Kaynak →
+===+

Tuncay Mollaveisoğlu’nu kastediyorum. Hani geçen ay Cumhuriyet Gazetesi’nin Genel Yayın Yönetmeni olanı. Yukarıda Cumhuriyet’in artık nasıl çalıştığını anlatıyor.
Ve alkışı hak ediyor!
Cumhuriyet son yıllarda zatürreyi antibiyotik icat edildikten sonra kocakarı ilaçlarıyla iyileştirmeye çalışan bir hasta gibiydi.
Bu Tuncay’ı yakından tanırım ve severim. Bana can dostum Turan Yavuz’un yadigarıdır. Sanırım 1997’de, Kanal 6 batarken telefon edip Haber Koordinatörü olduğum Kanal D’ye göndermiş, bu çocukta iş var demişti.
Nitekim Tuncay kısa zamanda kendisini kanıtlamış, soruşturmacı habercilik alanına damgasını vurmuş, kitaplar yayınlamıştı. 2010’lu yılların başında beni Artı1 ve Sokak Tv serüvenlerine sürükleyen de odur. İkisinde de zevkle ve şevkle çalıştım, ama sonunda battık, aylık ve tazminatlar olarak çok paralar kaybettim.
Ödemeyen patronlarına değil ama, bizimle birlikte batan müdürümüz Tuncay’a helal olsun!
CUMHURİYET İÇİN UMUT
Tuncay’ın çok zor durumda olan, tirajı, kurumsal abonelikler dahil 20 bin dolaylarında dolaşan Cumhuriyet’i kurtaran adam olmasını çok isterim. Tuncay’ı sevdiğim için isterim, bir; iki kez çalıştığım Cumhuriyet gazetesini önemsediğim için isterim, iki. Bunun Cumhuriyet’in kırgınlıklarla örselenmiş yönetim yapısı içinde ne kadar zor olduğunu biliyorum.
Ama şu yazdıkları umut veriyor. Teşhis doğru, tedavi nasıl gider bilemem…
Dijitale rağmen gazete çıkartmak mazide kalmıştır. Nokta! Dijital ile birlikte gazete çıkartmak mümkündür, başarılı örnekleri vardır. Dijitale öncelik vererek, gazete çıkartmak ise günün gereğidir. Kağıt- mürekkep gazete günde bir kez çıksa ve okuyucuya ertesi gün ulaşsa da, gazetecilik gün boyu devam eder. Bir haber fabrikası gibi çalışan gazete 24 saat dijital yollardan okura haber sunar. İsteyen ve gittikçe azalan eski tür gazete okurlarına da bir hatıra gazetesi çıkartır.

+===+

Sağlanan Veriler →
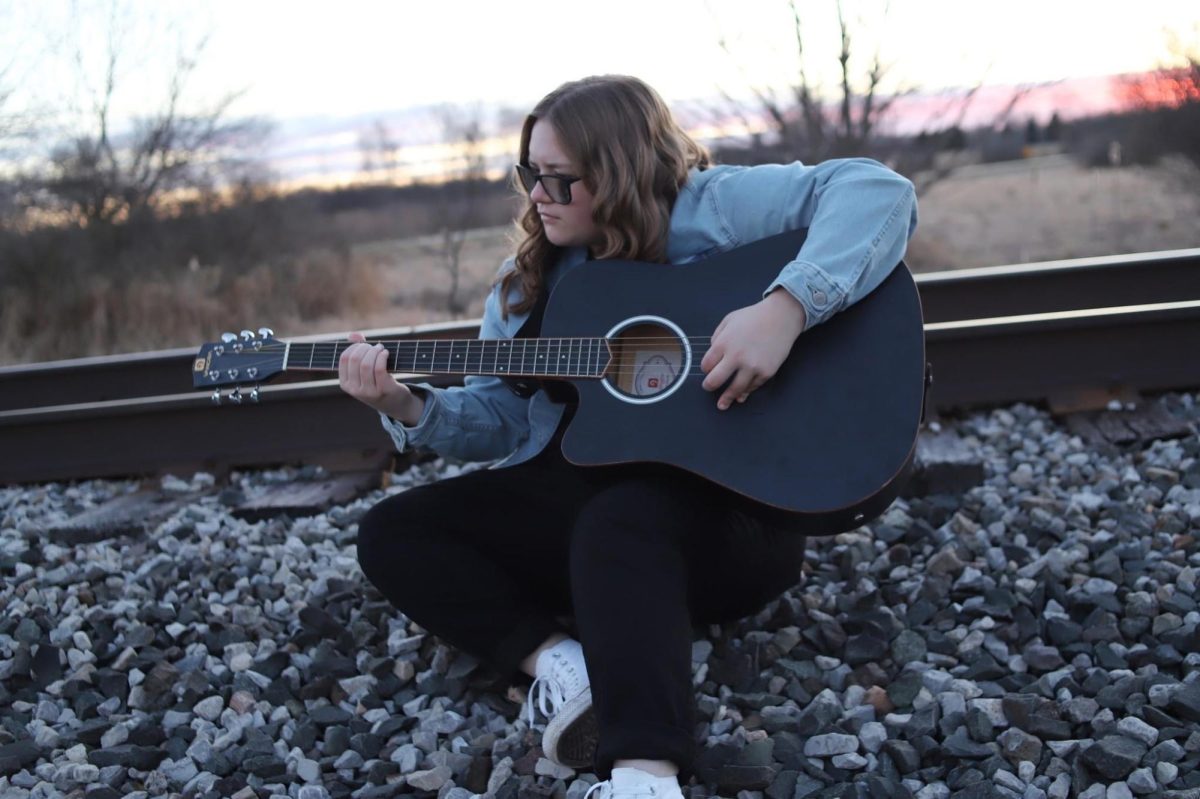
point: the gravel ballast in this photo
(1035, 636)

+===+

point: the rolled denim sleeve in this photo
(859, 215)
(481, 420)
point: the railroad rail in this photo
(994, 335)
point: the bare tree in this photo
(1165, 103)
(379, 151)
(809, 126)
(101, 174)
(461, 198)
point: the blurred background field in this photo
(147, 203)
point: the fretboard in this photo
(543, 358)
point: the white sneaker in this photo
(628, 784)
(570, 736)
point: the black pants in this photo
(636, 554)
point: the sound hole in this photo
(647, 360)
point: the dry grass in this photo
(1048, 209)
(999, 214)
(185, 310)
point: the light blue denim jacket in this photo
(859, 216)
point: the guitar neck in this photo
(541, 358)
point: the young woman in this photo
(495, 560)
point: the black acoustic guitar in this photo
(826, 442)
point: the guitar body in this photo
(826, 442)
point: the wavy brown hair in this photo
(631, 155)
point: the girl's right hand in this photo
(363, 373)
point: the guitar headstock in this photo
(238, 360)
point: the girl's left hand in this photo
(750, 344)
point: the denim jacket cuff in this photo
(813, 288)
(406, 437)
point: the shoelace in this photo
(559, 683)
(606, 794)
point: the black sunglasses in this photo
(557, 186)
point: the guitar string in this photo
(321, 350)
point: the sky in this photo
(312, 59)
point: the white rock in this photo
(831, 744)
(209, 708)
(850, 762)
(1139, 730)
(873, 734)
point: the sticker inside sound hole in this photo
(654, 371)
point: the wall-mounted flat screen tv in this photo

+===+

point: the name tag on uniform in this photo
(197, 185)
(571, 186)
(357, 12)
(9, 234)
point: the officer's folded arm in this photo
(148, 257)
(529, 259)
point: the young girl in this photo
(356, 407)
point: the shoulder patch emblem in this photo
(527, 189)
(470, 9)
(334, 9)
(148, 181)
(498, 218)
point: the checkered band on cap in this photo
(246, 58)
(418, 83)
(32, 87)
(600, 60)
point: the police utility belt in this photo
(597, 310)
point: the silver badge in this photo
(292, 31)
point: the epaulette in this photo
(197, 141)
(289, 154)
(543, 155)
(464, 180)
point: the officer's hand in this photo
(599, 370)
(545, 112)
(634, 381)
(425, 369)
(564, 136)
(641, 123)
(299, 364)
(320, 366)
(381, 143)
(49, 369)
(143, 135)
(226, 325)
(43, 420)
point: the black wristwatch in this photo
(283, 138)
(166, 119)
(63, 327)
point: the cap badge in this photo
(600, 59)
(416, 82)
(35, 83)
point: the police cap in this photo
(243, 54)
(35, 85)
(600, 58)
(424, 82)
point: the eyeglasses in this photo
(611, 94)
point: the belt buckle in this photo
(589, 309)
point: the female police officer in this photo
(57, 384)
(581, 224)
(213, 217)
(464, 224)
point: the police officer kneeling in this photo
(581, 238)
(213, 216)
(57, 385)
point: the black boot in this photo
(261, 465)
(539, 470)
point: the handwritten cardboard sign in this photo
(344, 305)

+===+

Görevler ve Alıştırmalar →
[1] Cumhuriyet gazetesi üzerine yazıya göre aşağıdaki soruları yanıtlayın.
(a) Tuncay'ı Kanal D'ye gönderen kimdir?
(b) Cumhuriyet'in tirajı, kurumsal abonelikler dahil, kaç dolaylarında dolaşmaktadır?
(c) Yazıyı kaleme alan kişi Cumhuriyet gazetesinde kaç kez çalışmıştır?
[2] Lütfen Cumhuriyet gazetesi üzerine yazıyı kaldığı yerden sürdürün.

Görevlerin Yanıtları →
[1]
(a) Turan Yavuz
(b) 20 bin dolaylarında
(c) İki kez

[2]
Tuncay’ın bu olguyu iyi anladığı yukarıdaki paragraflardan anlaşılıyor.
Cumhuriyet kurtulursa ancak bu yoldan kurtulabilir. Üstelik bu alanda avantajlıdır. Çünkü bir anıttır, derinden gelen güvenilir habercilik efsanesinin üzerinde durmaktadır.
Dünyanın her yanında kriz durumlarında okurların akın akın koştukları mecraların başında başında bu türden nam yapmış referans gazeteleri gelmektedir. Bomba mı patladı, deprem mi oldu, zam mı geldi? Okuyucu soluk soluğa güvenli limanlara sığınmaktadır. Acaba doğrusu ne? Acaba gerçekte ne oldu?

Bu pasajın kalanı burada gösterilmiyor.